◆ Direction 1:
From the records, pull out the lines that run from the one containing "Can you spot the rocky" through the one containing "[[301, 90]]", both ends included, and repeat them word for word.

◆ Reading passage:
II. Judicially Created Approaches to Determine Household Size Are Flawed and Frustrate the Purposes of BAPCPA
Except for the heads-on-beds or Census approach, all other approaches are judicially created and can lead courts to apply those tests incorrectly to debtors with non-traditional families. Courts thereby unfairly penalize debtors with non-traditional families by increasing the payments they must make to general unsecured creditors.
A. The “Heads on Beds” Approach Is the Only One with Express Textual Support in the Bankruptcy Code
The Bankruptcy Code’s express language supports use of the Census Bureau’s definition of “household.” That definition includes all people, related and unrelated, who occupy a dwelling notwithstanding their relationship to the debtor, their financial contributions to the debtor, or their financial dependence on the debtor.[122] Indeed, one court relied on BAPCPA’s reference to Census data for determining “median family income” as added justification for using the Census definition of household.[123] To be sure, the Census approach could permit very broad inclusion of persons as household members.[124] However, the Census approach also requires the inclusion of all occupants’ income to the extent such income supports the debtor or the debtor’s dependents.[125]
Not only is there a logical statutory trail for incorporating the Census Bureau’s definition of “household,”[126] but most bankruptcy courts that use the Census approach have determined the approach is consistent with both the plain meaning of the word “household” and with Congressional intent.[127] As the bankruptcy court in In re Ellringer noted, Congress’s use of the word “household” instead of “family” in § 707(b)(6) demonstrates that it did not intend to limit household size to families or individuals related to each other by blood, marriage, or adoption.[128] Had other courts followed the Census approach, several debtors with non-traditional families would have been treated fairly and been allowed to count all loved ones, such as the live-in adult son in Law[129] and the stepson in Ford.[130]
B. The IRS Tax Dependent Approach Ignores the Ordinary Meaning of “Household” and Frustrates the Goals of Bankruptcy
Unlike the Census approach, the IRS tax dependent approach narrows the number of household members by only allowing the debtor to count the individual occupants the debtor can claim as dependents on their federal income tax return.[131] Because the Bankruptcy Code permits IRS-created standardized expenses to be deducted under the Chapter 7 Means Test and the Chapter 13 DPI Test, courts have reflexively concluded that the IRS’s definition for dependents should be used to determine household size.[132] However, nothing in § 707(b) limits a debtor’s expense determination to the number of individuals the debtor can claim as dependents on their federal income tax return.[133] But even aside from the lack of textual support for the IRS tax dependent approach, its narrow interpretation of household size is problematic for two reasons.

◆ Direction 2:
Copy, without changes, the part of the passage on household size that opens with the words "II. Judicially Created" and closes with "general unsecured creditors.".

◆ Source material:
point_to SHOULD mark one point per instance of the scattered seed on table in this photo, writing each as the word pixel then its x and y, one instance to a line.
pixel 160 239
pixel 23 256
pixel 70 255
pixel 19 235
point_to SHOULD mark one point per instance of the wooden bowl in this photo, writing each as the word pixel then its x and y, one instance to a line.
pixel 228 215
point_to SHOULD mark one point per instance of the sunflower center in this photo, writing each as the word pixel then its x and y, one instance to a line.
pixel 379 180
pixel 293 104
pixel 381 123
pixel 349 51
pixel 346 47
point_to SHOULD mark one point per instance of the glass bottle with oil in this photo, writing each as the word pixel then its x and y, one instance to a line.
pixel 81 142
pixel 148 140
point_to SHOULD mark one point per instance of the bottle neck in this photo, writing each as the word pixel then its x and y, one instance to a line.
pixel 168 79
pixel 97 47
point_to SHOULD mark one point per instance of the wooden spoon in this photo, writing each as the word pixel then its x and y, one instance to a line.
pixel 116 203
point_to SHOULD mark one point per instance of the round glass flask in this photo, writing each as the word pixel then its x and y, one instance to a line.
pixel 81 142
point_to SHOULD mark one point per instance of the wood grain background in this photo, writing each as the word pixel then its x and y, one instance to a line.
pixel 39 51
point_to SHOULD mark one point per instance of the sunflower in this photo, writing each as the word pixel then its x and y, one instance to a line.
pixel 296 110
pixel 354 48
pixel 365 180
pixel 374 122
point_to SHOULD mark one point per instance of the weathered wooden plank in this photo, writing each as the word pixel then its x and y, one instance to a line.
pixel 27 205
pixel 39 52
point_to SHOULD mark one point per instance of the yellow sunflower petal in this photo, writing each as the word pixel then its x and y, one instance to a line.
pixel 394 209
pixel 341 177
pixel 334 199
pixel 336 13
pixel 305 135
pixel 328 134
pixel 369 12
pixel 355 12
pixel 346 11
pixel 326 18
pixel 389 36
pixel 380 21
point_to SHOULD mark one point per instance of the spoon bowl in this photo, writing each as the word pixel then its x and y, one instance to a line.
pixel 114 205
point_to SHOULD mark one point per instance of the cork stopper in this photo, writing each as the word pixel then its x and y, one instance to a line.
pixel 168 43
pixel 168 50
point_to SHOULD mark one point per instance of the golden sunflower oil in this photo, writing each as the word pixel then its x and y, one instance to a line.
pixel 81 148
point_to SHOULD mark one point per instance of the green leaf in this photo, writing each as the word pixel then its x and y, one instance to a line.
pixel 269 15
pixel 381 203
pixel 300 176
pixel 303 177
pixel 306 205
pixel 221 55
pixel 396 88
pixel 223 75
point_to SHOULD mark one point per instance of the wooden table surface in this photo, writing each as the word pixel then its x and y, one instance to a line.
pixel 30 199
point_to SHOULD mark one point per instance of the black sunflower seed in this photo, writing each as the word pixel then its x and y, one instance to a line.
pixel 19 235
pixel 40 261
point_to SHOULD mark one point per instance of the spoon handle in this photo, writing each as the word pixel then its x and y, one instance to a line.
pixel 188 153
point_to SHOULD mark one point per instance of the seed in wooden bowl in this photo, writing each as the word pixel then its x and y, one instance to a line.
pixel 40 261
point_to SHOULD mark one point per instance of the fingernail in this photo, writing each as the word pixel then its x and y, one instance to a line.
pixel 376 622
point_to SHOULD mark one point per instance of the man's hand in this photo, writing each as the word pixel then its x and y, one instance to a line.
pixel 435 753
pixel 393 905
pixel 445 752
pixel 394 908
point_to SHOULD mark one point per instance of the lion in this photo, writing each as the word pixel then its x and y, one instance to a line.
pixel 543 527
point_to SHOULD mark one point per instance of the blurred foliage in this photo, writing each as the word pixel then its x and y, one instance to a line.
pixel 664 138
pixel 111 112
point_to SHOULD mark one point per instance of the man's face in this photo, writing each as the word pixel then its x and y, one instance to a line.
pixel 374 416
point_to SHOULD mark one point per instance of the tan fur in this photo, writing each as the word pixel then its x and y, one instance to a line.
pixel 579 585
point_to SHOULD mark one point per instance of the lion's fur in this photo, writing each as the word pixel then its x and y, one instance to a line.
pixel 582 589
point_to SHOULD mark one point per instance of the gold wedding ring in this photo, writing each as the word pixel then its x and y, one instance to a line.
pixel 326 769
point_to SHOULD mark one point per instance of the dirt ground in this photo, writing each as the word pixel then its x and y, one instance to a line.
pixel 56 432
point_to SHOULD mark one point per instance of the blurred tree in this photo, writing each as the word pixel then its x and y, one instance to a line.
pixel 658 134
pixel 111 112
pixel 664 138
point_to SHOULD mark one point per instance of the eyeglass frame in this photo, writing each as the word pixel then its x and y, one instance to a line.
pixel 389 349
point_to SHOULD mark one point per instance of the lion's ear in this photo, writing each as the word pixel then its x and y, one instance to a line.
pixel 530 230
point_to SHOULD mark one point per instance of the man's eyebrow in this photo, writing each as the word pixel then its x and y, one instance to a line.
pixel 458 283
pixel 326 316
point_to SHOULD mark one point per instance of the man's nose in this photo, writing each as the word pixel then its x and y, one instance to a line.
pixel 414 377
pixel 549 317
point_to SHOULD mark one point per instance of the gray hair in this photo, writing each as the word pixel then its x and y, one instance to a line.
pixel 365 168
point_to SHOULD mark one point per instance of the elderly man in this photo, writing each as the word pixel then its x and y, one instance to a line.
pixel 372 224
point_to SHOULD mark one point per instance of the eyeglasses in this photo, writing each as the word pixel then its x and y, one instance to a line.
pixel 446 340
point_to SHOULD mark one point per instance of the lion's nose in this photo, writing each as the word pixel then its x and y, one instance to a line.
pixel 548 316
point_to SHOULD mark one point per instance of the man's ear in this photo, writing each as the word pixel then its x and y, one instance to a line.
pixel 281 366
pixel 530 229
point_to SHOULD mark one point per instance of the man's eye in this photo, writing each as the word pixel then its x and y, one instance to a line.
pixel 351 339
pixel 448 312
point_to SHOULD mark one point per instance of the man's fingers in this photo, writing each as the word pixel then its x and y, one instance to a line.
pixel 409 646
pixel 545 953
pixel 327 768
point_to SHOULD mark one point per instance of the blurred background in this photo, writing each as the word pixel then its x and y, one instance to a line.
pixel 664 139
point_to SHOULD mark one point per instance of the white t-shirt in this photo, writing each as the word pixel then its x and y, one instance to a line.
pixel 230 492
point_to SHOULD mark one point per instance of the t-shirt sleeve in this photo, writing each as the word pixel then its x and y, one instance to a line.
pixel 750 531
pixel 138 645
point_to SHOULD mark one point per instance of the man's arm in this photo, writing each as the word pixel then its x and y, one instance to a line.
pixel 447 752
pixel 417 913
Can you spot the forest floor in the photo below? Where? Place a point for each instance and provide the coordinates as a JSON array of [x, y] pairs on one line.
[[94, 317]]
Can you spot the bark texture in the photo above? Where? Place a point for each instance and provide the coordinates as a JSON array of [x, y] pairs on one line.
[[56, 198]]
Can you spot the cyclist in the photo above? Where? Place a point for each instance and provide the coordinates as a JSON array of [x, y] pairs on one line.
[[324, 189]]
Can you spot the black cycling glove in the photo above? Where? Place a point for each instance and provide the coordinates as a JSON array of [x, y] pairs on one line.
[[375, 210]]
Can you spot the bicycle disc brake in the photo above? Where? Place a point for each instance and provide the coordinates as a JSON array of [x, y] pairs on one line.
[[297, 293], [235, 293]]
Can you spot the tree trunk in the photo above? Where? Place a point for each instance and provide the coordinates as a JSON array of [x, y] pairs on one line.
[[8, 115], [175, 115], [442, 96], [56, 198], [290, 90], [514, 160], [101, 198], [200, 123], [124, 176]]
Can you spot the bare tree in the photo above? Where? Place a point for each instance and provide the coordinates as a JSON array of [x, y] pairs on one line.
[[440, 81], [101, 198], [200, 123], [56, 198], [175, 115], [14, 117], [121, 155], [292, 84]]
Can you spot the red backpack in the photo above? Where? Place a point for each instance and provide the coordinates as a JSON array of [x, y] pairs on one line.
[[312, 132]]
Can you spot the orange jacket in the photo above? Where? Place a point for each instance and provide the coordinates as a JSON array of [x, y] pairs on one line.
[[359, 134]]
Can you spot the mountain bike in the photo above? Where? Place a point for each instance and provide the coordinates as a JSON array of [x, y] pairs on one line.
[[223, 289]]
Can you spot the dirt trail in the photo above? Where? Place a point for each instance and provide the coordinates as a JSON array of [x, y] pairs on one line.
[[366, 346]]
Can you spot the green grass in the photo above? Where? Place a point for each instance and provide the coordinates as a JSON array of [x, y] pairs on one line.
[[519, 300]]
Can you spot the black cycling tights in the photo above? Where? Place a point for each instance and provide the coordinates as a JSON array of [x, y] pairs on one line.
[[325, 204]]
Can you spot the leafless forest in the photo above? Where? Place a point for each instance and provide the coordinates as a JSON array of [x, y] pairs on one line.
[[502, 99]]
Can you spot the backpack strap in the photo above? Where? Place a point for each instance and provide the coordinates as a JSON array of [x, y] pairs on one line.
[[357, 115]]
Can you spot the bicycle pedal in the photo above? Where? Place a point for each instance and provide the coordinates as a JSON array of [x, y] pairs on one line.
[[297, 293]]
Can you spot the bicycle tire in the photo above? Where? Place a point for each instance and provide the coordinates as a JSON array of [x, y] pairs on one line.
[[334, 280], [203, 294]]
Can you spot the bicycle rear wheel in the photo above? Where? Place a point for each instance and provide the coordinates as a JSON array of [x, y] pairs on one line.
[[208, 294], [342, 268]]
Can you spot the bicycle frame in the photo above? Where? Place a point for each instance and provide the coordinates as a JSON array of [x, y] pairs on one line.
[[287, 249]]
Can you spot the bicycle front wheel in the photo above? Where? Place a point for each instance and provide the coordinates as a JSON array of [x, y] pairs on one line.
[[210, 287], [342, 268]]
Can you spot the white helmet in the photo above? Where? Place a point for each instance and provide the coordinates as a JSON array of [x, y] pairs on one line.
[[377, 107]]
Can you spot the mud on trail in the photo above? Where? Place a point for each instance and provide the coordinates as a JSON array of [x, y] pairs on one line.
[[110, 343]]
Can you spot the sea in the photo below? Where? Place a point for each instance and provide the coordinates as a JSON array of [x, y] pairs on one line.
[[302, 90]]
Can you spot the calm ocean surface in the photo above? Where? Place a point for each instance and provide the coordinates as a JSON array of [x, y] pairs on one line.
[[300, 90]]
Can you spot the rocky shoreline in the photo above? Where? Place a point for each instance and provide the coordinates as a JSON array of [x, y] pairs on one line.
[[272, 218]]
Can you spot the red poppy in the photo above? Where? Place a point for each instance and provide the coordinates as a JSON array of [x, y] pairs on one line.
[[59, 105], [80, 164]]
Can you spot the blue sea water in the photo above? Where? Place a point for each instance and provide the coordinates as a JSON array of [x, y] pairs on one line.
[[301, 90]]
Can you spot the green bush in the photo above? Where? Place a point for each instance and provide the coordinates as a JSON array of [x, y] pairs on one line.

◆ Reply 1:
Can you spot the rocky shoreline in the photo above? Where? Place a point for each instance and provide the coordinates as a JSON array of [x, y] pairs on one line.
[[272, 218]]
Can you spot the red poppy in the photo above? Where? Place a point for each instance and provide the coordinates as a JSON array of [x, y] pairs on one line.
[[59, 105], [80, 164]]
Can you spot the blue sea water in the photo above? Where? Place a point for each instance and provide the coordinates as a JSON array of [x, y] pairs on one line.
[[301, 90]]

◆ Reply 2:
II. Judicially Created Approaches to Determine Household Size Are Flawed and Frustrate the Purposes of BAPCPA
Except for the heads-on-beds or Census approach, all other approaches are judicially created and can lead courts to apply those tests incorrectly to debtors with non-traditional families. Courts thereby unfairly penalize debtors with non-traditional families by increasing the payments they must make to general unsecured creditors.